US companies are generally permitted to guarantee and secure the obligations of another group member, via upstream, downstream or cross-stream guarantees, subject to certain considerations and limitations.

To be enforceable, the guarantee needs to comply with certain general principles like receipt and sufficiency of consideration and, in some states, be in writing and duly executed by the guarantor to comply with the statute of frauds. However, showing direct corporate benefit to the guarantor is not necessary to determine sufficiency of consideration where the intercorporate guarantee benefits the group as a whole. The US does not generally have any restrictions on “financial assistance” that would prohibit providing guarantees or security to support borrowings to finance the acquisition of a target company.

In insolvency proceedings, corporate benefit consideration is relevant to determine whether the guarantee can be challenged as a fraudulent transfer under the US Bankruptcy Code. Under fraudulent transfer analysis, a transfer of an interest in property of the debtor may be voidable if:

  • made with actual intent to defraud or deprive creditors of value; or
  • made:
    1. when the debtor is insolvent or that render the debtor insolvent; and
    2. for which the debtor receives less than reasonably equivalent value.

The company and the lenders will need to be comfortable with the solvency of the guarantors and security providers, requiring solvency representations to this effect. In addition, the estates of an entity subject to a Chapter 11 bankruptcy proceeding would have the right to pursue any claims of the debtor, including claims for breach of fiduciary duty claims against directors and officers, such as for the approving of fraudulent transfers (to the extent available under applicable law).

In the case of upstream guarantees or other credit support from foreign subsidiaries in support of the indebtedness of a US debtor, deemed dividends may apply under US federal tax law. Since 2019, limited tax law reform has reduced the impact of upstream guarantees and other credit support from non-US subsidiaries.

Notwithstanding the positive tax reform opening the door to more non-US credit support, as a general matter and except in rare occasions where it is critical from a credit perspective, non-US upstream guarantees and credit support are often excluded outright from the guarantee and collateral package of US debt financings, primarily on cost and complexity grounds.

## Supplied data:

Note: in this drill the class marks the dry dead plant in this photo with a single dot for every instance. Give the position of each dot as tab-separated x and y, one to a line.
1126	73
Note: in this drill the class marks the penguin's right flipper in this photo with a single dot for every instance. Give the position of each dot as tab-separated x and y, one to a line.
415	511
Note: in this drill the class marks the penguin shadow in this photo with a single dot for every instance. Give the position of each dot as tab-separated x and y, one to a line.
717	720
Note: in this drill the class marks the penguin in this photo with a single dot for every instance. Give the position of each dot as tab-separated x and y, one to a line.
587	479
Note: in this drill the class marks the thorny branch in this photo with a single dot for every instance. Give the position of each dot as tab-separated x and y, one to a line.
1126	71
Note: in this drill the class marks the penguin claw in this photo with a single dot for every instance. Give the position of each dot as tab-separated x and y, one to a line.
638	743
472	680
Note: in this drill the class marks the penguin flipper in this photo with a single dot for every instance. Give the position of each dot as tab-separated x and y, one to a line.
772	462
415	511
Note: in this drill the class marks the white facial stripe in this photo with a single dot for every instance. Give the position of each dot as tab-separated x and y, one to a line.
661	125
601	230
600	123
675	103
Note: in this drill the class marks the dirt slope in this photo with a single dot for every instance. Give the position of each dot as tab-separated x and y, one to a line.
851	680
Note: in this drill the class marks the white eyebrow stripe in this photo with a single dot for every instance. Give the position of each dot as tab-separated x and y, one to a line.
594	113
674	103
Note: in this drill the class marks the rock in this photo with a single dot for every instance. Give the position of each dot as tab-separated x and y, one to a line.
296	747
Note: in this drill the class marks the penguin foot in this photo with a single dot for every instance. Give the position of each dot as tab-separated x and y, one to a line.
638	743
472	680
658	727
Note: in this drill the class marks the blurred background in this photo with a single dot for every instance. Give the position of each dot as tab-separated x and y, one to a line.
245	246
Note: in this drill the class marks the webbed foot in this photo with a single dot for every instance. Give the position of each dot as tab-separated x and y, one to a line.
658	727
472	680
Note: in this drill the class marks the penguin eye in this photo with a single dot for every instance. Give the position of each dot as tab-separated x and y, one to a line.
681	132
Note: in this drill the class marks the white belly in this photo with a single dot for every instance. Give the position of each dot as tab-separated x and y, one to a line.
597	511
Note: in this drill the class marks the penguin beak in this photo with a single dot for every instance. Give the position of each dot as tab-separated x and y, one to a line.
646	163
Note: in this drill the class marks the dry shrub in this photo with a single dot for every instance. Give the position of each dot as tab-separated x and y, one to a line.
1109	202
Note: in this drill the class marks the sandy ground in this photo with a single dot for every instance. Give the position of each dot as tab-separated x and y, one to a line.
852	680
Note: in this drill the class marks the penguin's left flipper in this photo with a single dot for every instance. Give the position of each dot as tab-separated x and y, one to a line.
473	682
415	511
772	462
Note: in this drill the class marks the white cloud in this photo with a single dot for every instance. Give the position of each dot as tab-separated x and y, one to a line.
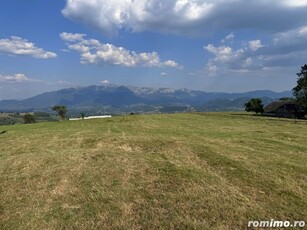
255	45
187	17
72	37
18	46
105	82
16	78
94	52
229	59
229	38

## Objectives:
a - Rewrite the passage on US intercorporate guarantees, everything from "To be enforceable, the" down to "a target company.", putting "guaranteeing party" in place of "guarantor".
b - Count the lines in the rows that contain the string "white" and reply with only that number.

## Outputs by task:
a -
To be enforceable, the guarantee needs to comply with certain general principles like receipt and sufficiency of consideration and, in some states, be in writing and duly executed by the guaranteeing party to comply with the statute of frauds. However, showing direct corporate benefit to the guaranteeing party is not necessary to determine sufficiency of consideration where the intercorporate guarantee benefits the group as a whole. The US does not generally have any restrictions on “financial assistance” that would prohibit providing guarantees or security to support borrowings to finance the acquisition of a target company.

b - 4